• _Data for this task_

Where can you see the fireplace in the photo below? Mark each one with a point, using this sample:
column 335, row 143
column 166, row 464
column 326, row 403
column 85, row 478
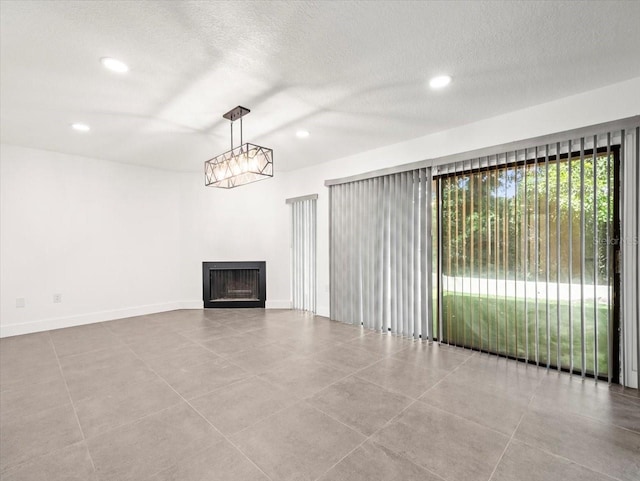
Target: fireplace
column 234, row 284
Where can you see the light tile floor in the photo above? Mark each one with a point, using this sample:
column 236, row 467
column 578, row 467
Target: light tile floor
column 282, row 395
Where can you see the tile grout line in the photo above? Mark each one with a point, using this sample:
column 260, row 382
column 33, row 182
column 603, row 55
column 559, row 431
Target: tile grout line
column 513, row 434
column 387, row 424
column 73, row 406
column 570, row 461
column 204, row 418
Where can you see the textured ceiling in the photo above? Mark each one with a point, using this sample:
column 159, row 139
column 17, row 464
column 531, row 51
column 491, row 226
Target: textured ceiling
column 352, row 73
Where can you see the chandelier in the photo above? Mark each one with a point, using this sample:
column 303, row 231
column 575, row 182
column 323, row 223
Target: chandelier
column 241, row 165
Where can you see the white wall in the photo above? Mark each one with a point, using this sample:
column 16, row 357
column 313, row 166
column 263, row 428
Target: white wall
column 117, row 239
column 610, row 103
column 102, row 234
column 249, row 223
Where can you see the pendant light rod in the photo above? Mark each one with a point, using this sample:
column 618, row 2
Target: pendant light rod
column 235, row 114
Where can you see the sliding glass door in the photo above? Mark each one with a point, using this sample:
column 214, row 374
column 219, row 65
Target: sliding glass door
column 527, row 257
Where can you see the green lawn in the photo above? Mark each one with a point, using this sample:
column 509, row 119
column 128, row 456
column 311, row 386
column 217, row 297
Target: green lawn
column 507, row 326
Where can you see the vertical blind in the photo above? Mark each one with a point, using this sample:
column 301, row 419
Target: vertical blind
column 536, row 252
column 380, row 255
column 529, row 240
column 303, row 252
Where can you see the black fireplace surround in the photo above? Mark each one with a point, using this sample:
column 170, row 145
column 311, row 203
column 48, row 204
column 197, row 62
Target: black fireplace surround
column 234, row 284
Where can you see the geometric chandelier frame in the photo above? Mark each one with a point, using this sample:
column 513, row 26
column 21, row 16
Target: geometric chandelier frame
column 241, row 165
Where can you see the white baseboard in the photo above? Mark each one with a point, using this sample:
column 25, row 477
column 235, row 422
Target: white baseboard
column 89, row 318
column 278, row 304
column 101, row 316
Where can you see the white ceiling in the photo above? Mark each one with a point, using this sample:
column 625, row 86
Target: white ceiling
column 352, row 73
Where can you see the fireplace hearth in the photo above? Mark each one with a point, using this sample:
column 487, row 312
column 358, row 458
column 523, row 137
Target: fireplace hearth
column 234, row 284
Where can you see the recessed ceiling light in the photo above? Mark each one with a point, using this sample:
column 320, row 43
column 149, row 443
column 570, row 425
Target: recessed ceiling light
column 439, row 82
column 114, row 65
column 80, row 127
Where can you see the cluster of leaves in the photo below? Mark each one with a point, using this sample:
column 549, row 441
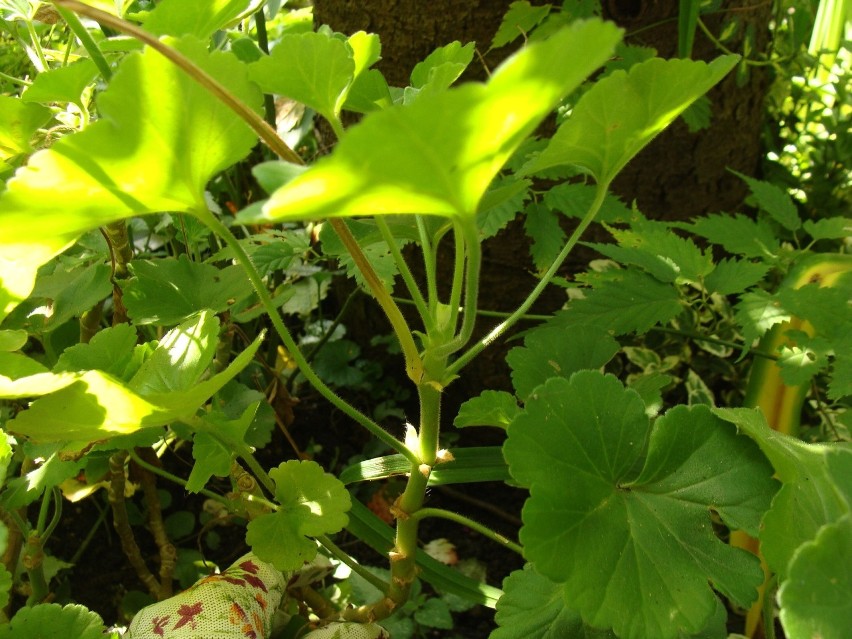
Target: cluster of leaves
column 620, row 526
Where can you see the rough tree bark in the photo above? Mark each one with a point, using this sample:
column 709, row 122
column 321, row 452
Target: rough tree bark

• _What the task requires_
Would you reproduce the listing above in full and exactly, without its pictures?

• _Output of the exercise_
Where can you see the fireplace in the photo below? Mark each one with a point, using this sample:
column 335, row 143
column 166, row 464
column 326, row 403
column 85, row 478
Target: fireplace
column 234, row 284
Where can you see the light tile floor in the photo above? Mark each one with a point, using this sample:
column 236, row 467
column 578, row 467
Target: light tile floor
column 282, row 395
Where can you see the tile grout line in the photo above? Mark each one with a point, using this sample:
column 260, row 382
column 33, row 182
column 603, row 55
column 559, row 431
Target: tile grout line
column 513, row 434
column 387, row 424
column 73, row 406
column 570, row 461
column 204, row 418
Where can you see the textured ceiling in the photo above? Mark each one with a point, using this sample:
column 159, row 139
column 17, row 464
column 531, row 51
column 491, row 226
Target: textured ceiling
column 352, row 73
Where can you see the chandelier in the photo above? Mark each one with a point, using this sample:
column 303, row 231
column 575, row 182
column 323, row 223
Target: chandelier
column 241, row 165
Where can you see the white wall in the photo above? Mark each one with a point, using this sample:
column 16, row 357
column 313, row 166
column 263, row 428
Target: white wall
column 117, row 239
column 610, row 103
column 102, row 234
column 249, row 223
Where can you see the pendant light rod in the photo above? Mark each one with a point, using this sample:
column 618, row 2
Target: pendant light rod
column 235, row 114
Where can you see the sliding glass door in the photo above? Mark each one with a point, using this sample:
column 214, row 374
column 219, row 65
Target: sliding glass door
column 527, row 257
Where can you see the green lawn in the photo above? Mark each one with a point, using this sample:
column 509, row 119
column 128, row 456
column 311, row 386
column 217, row 297
Target: green lawn
column 507, row 326
Where can you see the vertical blind in the photo above? Mark each one with a point, using this sample:
column 301, row 419
Target: vertical blind
column 536, row 252
column 380, row 255
column 529, row 240
column 303, row 252
Where can you see the black fireplace surround in the photo above? Mark each one with a point, using this sample:
column 170, row 145
column 311, row 203
column 48, row 204
column 197, row 62
Target: black fireplace surround
column 234, row 284
Where can you see the geometric chandelier frame in the photo above? Mark each one with a point, using this sample:
column 513, row 26
column 21, row 16
Target: geometric chandelier frame
column 241, row 165
Where can you see the white baseboard in the photo above? Mark each one with a point, using this sample:
column 25, row 477
column 235, row 422
Target: white baseboard
column 89, row 318
column 278, row 304
column 101, row 316
Where can you see the white ceiling in the photo above? Mark each one with a point, using this sample:
column 625, row 86
Target: white ceiling
column 352, row 73
Where can you see the fireplace hearth in the photo above? Mark each one with a point, using this sample:
column 487, row 312
column 358, row 458
column 523, row 137
Target: fireplace hearth
column 234, row 284
Where can you see the recessed ceiling light in the photo above? Mark each one with a point, using this sample:
column 320, row 43
column 149, row 443
column 570, row 425
Target: recessed ceiling light
column 439, row 82
column 114, row 65
column 80, row 127
Where can you see the cluster of leaves in the photo below? Mark each one with a point, using this sample:
column 549, row 441
Target: cluster of leaves
column 620, row 526
Where can you see the rough tree bark in the photo above? Mark each one with a point, using this sample:
column 709, row 122
column 321, row 452
Target: rough tree bark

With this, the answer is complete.